◆ **Aim of the exercise**
Please restate each entry that follows word for word.

-- Provided records follows --

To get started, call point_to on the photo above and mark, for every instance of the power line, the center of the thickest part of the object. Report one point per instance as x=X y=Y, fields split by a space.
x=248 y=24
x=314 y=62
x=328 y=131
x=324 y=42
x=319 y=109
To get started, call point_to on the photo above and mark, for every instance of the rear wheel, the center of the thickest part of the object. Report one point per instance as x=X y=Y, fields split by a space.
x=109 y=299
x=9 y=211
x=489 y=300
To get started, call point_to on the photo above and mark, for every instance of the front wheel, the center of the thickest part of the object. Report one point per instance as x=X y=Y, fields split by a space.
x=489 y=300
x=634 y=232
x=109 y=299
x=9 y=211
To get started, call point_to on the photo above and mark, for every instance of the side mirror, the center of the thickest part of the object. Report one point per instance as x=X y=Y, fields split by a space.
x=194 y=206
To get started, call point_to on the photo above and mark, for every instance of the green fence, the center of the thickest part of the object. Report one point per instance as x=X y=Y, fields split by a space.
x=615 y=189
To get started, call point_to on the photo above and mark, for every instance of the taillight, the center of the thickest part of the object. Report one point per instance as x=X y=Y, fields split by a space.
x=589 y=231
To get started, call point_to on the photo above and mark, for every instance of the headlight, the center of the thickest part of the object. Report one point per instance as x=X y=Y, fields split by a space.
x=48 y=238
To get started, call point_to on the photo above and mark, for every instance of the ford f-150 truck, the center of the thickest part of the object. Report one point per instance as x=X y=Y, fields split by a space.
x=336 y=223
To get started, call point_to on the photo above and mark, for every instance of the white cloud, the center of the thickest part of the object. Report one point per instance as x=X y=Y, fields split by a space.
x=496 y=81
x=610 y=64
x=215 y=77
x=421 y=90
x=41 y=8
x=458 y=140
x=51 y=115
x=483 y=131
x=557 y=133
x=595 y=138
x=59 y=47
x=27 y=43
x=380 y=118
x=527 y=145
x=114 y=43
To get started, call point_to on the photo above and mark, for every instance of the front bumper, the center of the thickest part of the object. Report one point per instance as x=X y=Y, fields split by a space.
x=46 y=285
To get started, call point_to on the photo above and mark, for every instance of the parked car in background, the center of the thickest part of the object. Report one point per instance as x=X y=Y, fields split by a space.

-- Provided records concluded --

◆ **Result of this task**
To get started, call point_to on the photo above and mark, for every instance of the power line, the center of the thickest part of the object. Report one point per instance as x=X y=Y, fields split by a space.
x=248 y=24
x=314 y=62
x=328 y=131
x=324 y=42
x=319 y=109
To get started, call point_to on the photo above and mark, for every instance of the rear wheel, the center of the thickest part of the object. Report one point per instance as x=X y=Y, fields split by a space.
x=109 y=299
x=9 y=211
x=489 y=300
To get started, call point_to on the photo above and mark, for every instance of the front wheel, the center of the thickest part of the object. Report one point per instance as x=X y=Y, fields split by a space.
x=489 y=300
x=634 y=232
x=109 y=299
x=9 y=211
To get started, call point_to on the photo above and mark, for every instance of the side mirror, the center of the thickest part of the object. Report one point per instance as x=X y=Y, fields split by a space.
x=194 y=206
To get started, call point_to on the photo above and mark, for every instance of the green fence, the center of the thickest part of the object. Report one point per instance as x=X y=Y, fields split by a space.
x=615 y=189
To get started, call point_to on the photo above and mark, for every instance of the taillight, the center of the thickest part of the object. Report one point per instance as x=X y=Y, fields split by a space.
x=589 y=231
To get started, call point_to on the photo above and mark, for every instance of the headlight, the center of the thickest part of the object. Report one point per instance as x=X y=Y, fields split by a space.
x=48 y=238
To get started, call point_to on the photo above and mark, for every instance of the ford f-150 truck, the center of the thickest part of the object. Report one point per instance as x=X y=Y, fields split by a space.
x=336 y=223
To get started, call point_to on the photo above and mark, for every instance of the white cloud, the center of the thickest part of the object. Report one point per instance as x=X y=Y, fields split by a space.
x=496 y=81
x=610 y=64
x=215 y=77
x=421 y=90
x=41 y=8
x=458 y=140
x=51 y=115
x=483 y=131
x=557 y=133
x=595 y=138
x=59 y=47
x=27 y=43
x=380 y=118
x=527 y=145
x=114 y=43
To get started, call point_to on the photo above and mark, for every instance of the front bumper, the center of the thickest part of the object. Report one point per instance as x=X y=Y, fields split by a space.
x=46 y=285
To get started, call point_to on the photo above and mark, for every instance of the parked car in background, the center of the thickest part of the object. Report one point per instance as x=X y=Y, fields split by a space.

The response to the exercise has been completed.